┌─ Text block

1. M/S. SBI CARDS & PAYMENT SERVICES LTD.
...........Petitioner(s)
Versus 
1. DURGA CHAUHAN
...........Respondent(s)

BEFORE: 
 HON'BLE DR. INDER JIT SINGH,PRESIDING MEMBER

FOR THE PETITIONER :
MS. SIMRAN VERMA, ADVOCATE (THROUGH VC)
FOR THE RESPONDENT :
MR. VIVEK JANGHU, ADVOCATE

Dated : 23 October 2024
ORDER

1.         The present Revision Petition (RP) has been filed by the Petitioner against Respondent as detailed above, under section 58 (1) (b) of Consumer Protection Act 2019, against the order dated 23.11.2021 of the State Consumer Disputes Redressal Commission, Haryana (hereinafter referred to as the ‘State Commission’), in First Appeal (FA) No. 304 of 2020 in which order dated 22.05.2019 of District Consumer Disputes Redressal Forum, Gurgaon (hereinafter referred to as District Forum) in Consumer Complaint (CC) No. 130 of 2018 was challenged, inter alia praying for setting aside the order 23.11.2021 of the State Commission.

 

2.         While the Revision Petitioner (hereinafter also referred to as Opposite Party) was Appellant before the State Commission and Opposite Party before the District Forum and the Respondent (hereinafter also referred to as Complainant) was Respondent before the State Commission and Complainant before the District Forum. Notice was issued to the Respondent on 06.04.2022.  Parties filed Written Arguments on 06.12.2023 (Petitioner) and 20.11.2023 (Respondent) respectively.

└─
┌─ Extracted data

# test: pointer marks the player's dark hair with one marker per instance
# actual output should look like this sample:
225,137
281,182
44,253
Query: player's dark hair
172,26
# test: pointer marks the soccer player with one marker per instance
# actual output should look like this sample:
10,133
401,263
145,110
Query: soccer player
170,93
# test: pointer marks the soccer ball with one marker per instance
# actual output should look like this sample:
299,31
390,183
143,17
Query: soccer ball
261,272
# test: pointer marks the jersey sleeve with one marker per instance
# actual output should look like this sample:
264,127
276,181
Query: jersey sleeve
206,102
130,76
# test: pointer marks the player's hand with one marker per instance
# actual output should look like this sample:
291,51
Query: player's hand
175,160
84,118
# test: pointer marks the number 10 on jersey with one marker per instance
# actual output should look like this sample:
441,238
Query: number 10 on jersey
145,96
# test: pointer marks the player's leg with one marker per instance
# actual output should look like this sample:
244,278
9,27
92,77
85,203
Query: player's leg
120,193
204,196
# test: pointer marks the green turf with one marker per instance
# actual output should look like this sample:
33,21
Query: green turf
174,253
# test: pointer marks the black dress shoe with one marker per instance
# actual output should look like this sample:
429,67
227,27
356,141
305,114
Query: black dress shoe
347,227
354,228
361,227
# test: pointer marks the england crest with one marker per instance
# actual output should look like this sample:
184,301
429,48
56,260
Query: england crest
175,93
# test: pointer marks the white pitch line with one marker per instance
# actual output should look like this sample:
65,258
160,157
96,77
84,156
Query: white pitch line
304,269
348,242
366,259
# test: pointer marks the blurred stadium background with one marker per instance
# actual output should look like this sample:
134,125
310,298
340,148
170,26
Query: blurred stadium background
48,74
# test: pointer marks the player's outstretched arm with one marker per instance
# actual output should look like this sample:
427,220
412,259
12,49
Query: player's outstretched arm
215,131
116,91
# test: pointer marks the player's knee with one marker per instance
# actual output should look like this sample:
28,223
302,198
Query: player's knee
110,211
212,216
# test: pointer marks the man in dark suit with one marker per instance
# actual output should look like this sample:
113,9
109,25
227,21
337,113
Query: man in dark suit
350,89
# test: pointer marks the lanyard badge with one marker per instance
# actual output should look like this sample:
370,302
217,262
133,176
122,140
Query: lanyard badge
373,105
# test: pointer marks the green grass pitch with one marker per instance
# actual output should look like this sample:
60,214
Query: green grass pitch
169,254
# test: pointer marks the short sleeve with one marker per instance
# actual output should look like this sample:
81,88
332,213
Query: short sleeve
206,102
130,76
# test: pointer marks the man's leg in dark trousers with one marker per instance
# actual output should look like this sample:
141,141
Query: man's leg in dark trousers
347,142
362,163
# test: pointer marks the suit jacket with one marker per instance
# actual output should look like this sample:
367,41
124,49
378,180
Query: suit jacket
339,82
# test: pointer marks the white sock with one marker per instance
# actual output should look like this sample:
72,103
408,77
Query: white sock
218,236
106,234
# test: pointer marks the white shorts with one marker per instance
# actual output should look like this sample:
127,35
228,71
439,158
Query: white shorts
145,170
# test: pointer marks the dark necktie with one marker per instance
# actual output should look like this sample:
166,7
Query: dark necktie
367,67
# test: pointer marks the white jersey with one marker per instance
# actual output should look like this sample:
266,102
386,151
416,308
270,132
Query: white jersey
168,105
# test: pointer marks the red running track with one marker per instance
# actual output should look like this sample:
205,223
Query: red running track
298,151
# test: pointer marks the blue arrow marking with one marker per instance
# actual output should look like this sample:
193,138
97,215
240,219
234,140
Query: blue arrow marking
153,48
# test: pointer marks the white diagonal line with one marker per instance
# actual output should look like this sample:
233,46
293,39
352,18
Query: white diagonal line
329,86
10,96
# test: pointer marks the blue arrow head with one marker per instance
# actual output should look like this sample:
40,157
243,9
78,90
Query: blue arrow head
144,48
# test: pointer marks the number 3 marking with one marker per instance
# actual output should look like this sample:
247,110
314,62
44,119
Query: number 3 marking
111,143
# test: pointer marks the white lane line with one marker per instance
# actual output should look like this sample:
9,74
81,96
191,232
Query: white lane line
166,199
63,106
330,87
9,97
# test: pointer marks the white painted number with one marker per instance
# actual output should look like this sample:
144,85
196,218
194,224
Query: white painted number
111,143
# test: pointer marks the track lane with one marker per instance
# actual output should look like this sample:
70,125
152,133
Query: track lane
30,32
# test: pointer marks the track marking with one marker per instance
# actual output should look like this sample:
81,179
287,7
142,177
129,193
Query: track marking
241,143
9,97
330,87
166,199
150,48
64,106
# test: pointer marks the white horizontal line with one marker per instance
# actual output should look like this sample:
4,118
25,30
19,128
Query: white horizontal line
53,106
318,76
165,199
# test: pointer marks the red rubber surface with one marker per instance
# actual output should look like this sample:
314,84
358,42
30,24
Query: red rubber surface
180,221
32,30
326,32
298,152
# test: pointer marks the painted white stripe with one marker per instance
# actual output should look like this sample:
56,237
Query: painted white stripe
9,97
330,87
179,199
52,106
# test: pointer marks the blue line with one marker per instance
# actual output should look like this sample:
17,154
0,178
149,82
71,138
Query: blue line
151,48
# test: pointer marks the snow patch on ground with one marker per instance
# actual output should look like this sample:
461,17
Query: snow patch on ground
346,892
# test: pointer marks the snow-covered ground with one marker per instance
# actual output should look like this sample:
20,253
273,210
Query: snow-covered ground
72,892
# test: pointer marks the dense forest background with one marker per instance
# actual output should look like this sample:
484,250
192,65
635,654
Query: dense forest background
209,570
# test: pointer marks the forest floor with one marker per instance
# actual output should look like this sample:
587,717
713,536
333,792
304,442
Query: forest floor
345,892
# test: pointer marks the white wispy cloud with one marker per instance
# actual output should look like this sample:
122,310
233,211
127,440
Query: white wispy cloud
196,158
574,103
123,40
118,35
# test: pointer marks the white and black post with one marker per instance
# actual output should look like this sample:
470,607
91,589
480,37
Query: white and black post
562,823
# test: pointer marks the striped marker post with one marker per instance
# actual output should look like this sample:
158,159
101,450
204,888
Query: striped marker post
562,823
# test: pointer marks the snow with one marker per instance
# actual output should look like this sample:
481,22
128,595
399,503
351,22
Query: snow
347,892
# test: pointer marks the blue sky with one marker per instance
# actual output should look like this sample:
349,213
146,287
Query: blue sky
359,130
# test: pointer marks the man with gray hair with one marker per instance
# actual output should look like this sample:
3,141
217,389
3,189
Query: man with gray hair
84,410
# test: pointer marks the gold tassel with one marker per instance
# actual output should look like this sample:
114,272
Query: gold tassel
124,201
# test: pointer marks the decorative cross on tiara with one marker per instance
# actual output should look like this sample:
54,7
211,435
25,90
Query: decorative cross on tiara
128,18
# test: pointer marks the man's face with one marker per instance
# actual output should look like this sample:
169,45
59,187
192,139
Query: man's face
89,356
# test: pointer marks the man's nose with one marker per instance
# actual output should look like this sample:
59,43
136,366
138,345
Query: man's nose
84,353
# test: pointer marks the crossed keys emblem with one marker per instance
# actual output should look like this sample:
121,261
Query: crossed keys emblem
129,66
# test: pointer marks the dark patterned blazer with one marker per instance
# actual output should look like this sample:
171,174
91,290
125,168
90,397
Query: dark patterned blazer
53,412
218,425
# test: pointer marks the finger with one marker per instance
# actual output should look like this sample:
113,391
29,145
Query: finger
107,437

└─

Work instructions
(a) From the court order, extract the passage between "1. M/S. SBI" and "ADVOCATE (THROUGH VC)", inclusive.
(b) Reproduce the records from the line holding "# test: pointer marks the crossed" through the final line of the records, inclusive.
The court order and the records have separate origins.

Written answers
(a)
1. M/S. SBI CARDS & PAYMENT SERVICES LTD.
...........Petitioner(s)
Versus 
1. DURGA CHAUHAN
...........Respondent(s)

BEFORE: 
 HON'BLE DR. INDER JIT SINGH,PRESIDING MEMBER

FOR THE PETITIONER :
MS. SIMRAN VERMA, ADVOCATE (THROUGH VC)

(b)
# test: pointer marks the crossed keys emblem with one marker per instance
# actual output should look like this sample:
121,261
Query: crossed keys emblem
129,66
# test: pointer marks the dark patterned blazer with one marker per instance
# actual output should look like this sample:
171,174
91,290
125,168
90,397
Query: dark patterned blazer
53,412
218,425
# test: pointer marks the finger with one marker per instance
# actual output should look like this sample:
113,391
29,145
Query: finger
107,437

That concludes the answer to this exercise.